Metadata-Version: 2.1
Name: graphcalc
Version: 1.0.4
Summary: A Python package for graph computation functions
Home-page: https://github.com/randydavila/graphcalc
Author: Randy Davila
Author-email: rrd6@rice.edu
License: MIT
Project-URL: Documentation, https://graphcalc.readthedocs.io/en/latest/
Project-URL: Source Code, https://github.com/randydavila/graphcalc
Project-URL: PyPI, https://pypi.org/project/graphcalc/
Keywords: graph theory,networkx,graph computation
Platform: UNKNOWN
Classifier: Programming Language :: Python :: 3
Classifier: License :: OSI Approved :: MIT License
Classifier: Operating System :: OS Independent
Requires-Python: >=3.7
Description-Content-Type: text/markdown
License-File: LICENSE
Requires-Dist: numpy
Requires-Dist: networkx
Requires-Dist: pillow
Requires-Dist: PuLP
Requires-Dist: matplotlib
Requires-Dist: python-dateutil
Requires-Dist: pandas

# GraphCalc
[![Documentation Status](https://readthedocs.org/projects/graphcalc/badge/?version=latest)](https://graphcalc.readthedocs.io/en/latest/?badge=latest)

_ _ _

● **Brief a**: What minimum Python version does the graphcalc package metadata require?

_ _ _

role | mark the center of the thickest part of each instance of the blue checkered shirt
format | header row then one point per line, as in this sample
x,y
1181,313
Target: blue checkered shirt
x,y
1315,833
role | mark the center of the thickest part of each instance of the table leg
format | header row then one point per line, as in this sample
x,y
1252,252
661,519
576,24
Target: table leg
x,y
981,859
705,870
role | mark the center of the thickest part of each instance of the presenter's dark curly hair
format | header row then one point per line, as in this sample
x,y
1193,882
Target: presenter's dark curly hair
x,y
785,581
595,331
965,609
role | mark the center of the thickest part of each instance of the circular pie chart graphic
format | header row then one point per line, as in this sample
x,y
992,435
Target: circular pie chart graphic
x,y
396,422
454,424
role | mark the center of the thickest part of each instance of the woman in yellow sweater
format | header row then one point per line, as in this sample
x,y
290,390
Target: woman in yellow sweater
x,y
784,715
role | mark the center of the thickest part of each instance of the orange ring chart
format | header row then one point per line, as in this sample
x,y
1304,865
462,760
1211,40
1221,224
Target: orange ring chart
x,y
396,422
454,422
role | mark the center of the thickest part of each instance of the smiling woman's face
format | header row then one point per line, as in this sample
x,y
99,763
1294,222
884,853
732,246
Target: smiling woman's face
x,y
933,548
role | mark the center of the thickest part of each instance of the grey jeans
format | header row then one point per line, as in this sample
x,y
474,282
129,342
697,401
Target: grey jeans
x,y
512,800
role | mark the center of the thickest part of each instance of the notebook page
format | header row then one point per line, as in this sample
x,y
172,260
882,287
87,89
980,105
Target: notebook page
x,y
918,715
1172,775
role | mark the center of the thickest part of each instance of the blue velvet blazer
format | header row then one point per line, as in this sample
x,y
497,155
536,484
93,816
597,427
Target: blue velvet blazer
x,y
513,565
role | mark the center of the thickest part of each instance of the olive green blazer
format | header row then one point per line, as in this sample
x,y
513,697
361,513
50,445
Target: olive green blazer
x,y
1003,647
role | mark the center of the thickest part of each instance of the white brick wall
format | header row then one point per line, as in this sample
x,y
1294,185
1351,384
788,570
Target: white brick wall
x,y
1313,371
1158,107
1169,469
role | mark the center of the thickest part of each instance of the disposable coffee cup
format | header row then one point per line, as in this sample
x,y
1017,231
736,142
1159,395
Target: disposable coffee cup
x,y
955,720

_ _ _

● **Brief b**: Which lines of the records contain the string "notebook"? Find and copy each of them, treating case as significant.

● **Complete answer a**: Python 3.7 or later (>=3.7).

● **Complete answer b**:
role | mark the center of the thickest part of each instance of the notebook page
Target: notebook page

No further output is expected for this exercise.